DÉFIS ▸
1 – Selon le texte sur le cyclone Chido, à quelle heure locale le département de Mayotte est-il passé en alerte violette cyclonique ?
2 – Prolongez le texte consacré au passage du cyclone Chido sur Mayotte, en reprenant après sa dernière phrase.

TEXTE FOURNI ▸
•••••

Le samedi 14 décembre 2024 à 7h00 (heure locale), le département de Mayotte passait en alerte violette cyclonique, le plus haut niveau d'alerte interdisant la circulation de l'ensemble des résidents du territoire ainsi que des secours. L'œil du cyclone Chido passait sur l'Île aux parfums, entraînant avec lui des vents dévastateurs à plus 220 km/h.
Ce cyclone, a été identifié, plus d'une semaine avant son passage, comme un événement d’une grande intensité dont la trajectoire avait de fortes probabilités d’atteindre Mayotte et l’archipel des Comores.
Malgré les prévisions, aucune anticipation de l’État face à ce phénomène d’une grande puissance, le plus puissant depuis près d'un siècle et dont les conséquences n'étaient pas si inattendues. Comme dans tous les territoires ultramarins, la gestion de crise et la coordination des secours sont confiées aux préfectures. À Mayotte Monsieur François-Xavier Bieuville, préfet en place depuis février 2024 a pris la parole dans les médias locaux dès le lendemain de la catastrophe.
Ses premières interventions télévisées sont significatives et nous alertent sur son impuissance à répondre au drame humain qui vient de s'écouler. Il parle de dizaines, centaines, milliers de morts. Une imprécision déconcertante.
Les réseaux routiers, d’eau potable et d'électricité, les équipements publics, hôpitaux, maisons de santé, écoles, collèges, lycées, les infrastructures vitales, sont gravemet endommagés, ce qui amplifie des crises sanitaires et du logement déjà critiques, ainsi qu’un accès aux services publics déjà fortement dégradé.
La gravité de la situation est telle que toute polémique stérile est à proscrire. Le moment doit être celui du secours et l’aide à une population en plein désarroi.
Et pourtant, des questions restent pendantes.

•••••

INFORMATIONS FOURNIES ▸

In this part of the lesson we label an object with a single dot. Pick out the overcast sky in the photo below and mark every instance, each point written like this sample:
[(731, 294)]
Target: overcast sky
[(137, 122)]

•••••

CORRIGÉ DE L'EXERCICE ▸
1 – À 7h00, heure locale, le samedi 14 décembre 2024.

2 –
Alors même que les risques pour Mayotte étaient clairement identifiés, pourquoi n’a-t-on pas anticipé et doté dans l’urgence le préfet de Mayotte de moyens qui lui auraient permis, autant que possible, d’accompagner la mise en sécurité de la population et surtout une plus grande réactivité devant la détresse des populations ?
Pourquoi les services de l’armée, dont tout le monde connaît la grande capacité à gérer ces situations de crise, n'ont-ils pas été mobilisés au plus tôt et de façon plus massive?
Les réponses à ces questions devraient permettre, demain, de mieux adapter et renforcer nos dispositifs de sécurité face à des évènements dont nous savons tous qu’ils seront plus nombreux et plus violents.
Nous le savons, cette situation est aggravée par une immigration importante apportant son lot de complexité pour recenser les habitants des bangas, ces bidonvilles d'une immense vulnérabilité.
Pour Place Publique aucune question identitaire, aucune question de provenance ne peuvent se poser pour secourir, nourrir et loger. Le "coup de menton” de Monsieur Retailleau, Ministre de l’Intérieur démissionnaire, qui renvoie à d’autres gouvernements la responsabilité d’une telle situation et qui pose, sans fond, la nécessité d’une réforme des lois sur l’immigration, ne peut que jeter de l’huile sur le feu. Les réponses du président de République aux questions posées par les citoyens mahorais en détresse renvoient à un inconscient colonial qui renforce la perte de confiance des Mahorais au regard des capacités de la France à gérer les crises successives que connaît leur territoire et qui fragilisent depuis de nombreuses années le vivre-ensemble.
De manière évidente, les prises de position des plus hauts représentants de l’Étatconfirment une méconnaissance de la situation mahoraise et une tentative maladroite de minimisation des conséquences du cyclone. L’eau ne sera pas au rendez-vous, demain, dans chaque foyer et le relogement prendra beaucoup plus de temps qu'annoncé.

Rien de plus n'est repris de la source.